**ABOUT THIS EXERCISE**. Show every line in the records below that contains the word "gold".

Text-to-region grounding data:
^^^^^^^^^^^^^^^^
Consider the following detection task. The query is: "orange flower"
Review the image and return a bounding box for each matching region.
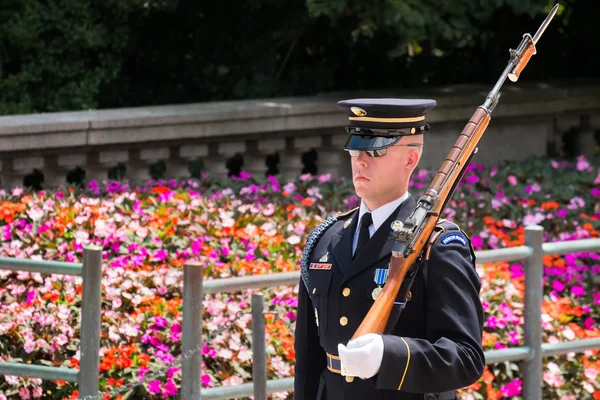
[583,222,599,236]
[481,366,495,384]
[482,331,497,347]
[152,186,171,194]
[540,201,559,210]
[486,385,499,400]
[483,216,495,225]
[542,297,583,320]
[138,353,151,367]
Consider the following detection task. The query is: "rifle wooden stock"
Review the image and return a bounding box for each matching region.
[428,108,491,215]
[352,216,438,338]
[351,108,491,338]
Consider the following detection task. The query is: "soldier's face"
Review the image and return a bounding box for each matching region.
[350,143,420,209]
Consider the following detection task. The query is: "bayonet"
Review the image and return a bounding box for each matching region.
[483,3,561,111]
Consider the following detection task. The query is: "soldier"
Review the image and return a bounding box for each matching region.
[293,99,485,400]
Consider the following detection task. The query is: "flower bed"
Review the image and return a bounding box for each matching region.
[0,155,599,400]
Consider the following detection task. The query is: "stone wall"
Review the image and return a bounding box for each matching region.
[0,80,598,189]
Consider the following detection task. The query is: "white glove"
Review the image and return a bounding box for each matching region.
[337,333,384,379]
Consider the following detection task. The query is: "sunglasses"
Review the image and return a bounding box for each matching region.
[345,143,423,158]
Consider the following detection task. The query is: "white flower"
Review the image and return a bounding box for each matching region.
[217,348,233,359]
[136,227,149,238]
[27,208,44,221]
[75,230,89,242]
[562,327,575,341]
[584,367,598,382]
[238,348,253,362]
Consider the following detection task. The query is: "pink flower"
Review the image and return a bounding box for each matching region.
[262,203,275,217]
[576,155,590,171]
[491,199,503,210]
[500,378,522,397]
[584,367,598,381]
[584,317,594,330]
[24,339,36,353]
[318,173,332,183]
[471,235,483,249]
[202,374,213,387]
[148,380,162,394]
[571,286,585,296]
[164,379,178,396]
[543,371,563,388]
[283,182,296,194]
[54,334,68,346]
[466,174,479,184]
[18,387,30,400]
[268,175,281,192]
[591,188,600,198]
[507,175,517,186]
[32,388,42,399]
[552,280,565,292]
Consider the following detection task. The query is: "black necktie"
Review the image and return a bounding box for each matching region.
[354,212,372,259]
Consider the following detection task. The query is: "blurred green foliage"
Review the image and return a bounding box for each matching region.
[0,0,596,115]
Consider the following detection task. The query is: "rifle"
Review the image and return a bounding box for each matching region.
[352,3,560,339]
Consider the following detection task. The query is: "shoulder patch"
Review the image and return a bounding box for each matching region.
[424,218,467,260]
[300,215,338,290]
[440,232,467,247]
[336,207,358,218]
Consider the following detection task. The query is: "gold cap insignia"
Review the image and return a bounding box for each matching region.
[350,107,367,117]
[319,252,329,262]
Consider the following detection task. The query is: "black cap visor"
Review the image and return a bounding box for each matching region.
[343,134,401,151]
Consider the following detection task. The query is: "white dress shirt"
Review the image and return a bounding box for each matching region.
[351,192,410,256]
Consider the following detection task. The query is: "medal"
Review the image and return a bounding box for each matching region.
[371,286,382,300]
[372,268,389,300]
[314,308,319,327]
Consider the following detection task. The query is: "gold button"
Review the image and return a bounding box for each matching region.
[312,288,316,294]
[407,291,412,301]
[340,317,348,326]
[342,288,351,297]
[345,376,354,383]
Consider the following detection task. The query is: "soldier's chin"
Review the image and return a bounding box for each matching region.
[353,182,370,197]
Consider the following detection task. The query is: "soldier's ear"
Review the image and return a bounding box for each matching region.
[405,149,420,171]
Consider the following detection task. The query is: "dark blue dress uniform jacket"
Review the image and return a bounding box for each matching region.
[293,195,485,400]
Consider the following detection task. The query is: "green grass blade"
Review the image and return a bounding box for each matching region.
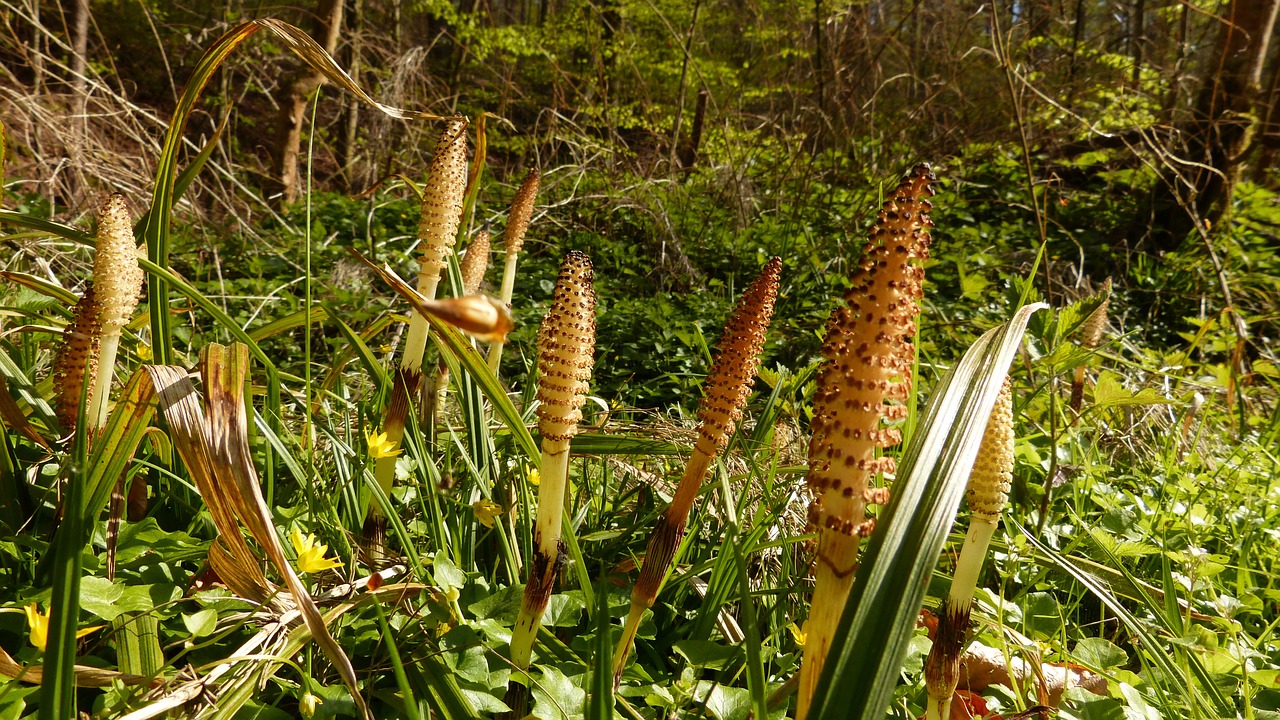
[81,370,160,526]
[809,303,1047,720]
[141,21,264,366]
[37,359,92,720]
[570,434,683,456]
[0,212,94,245]
[425,313,539,461]
[140,18,446,366]
[326,309,390,389]
[408,654,481,720]
[733,541,770,720]
[0,271,80,305]
[587,577,615,720]
[371,598,423,720]
[246,306,329,342]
^^^^^^^^^^^^^^^^
**OUTPUT**.
Consider the following detection task. The query is: "gold cap insignia"
Consider the following detection task. The query is: "gold button"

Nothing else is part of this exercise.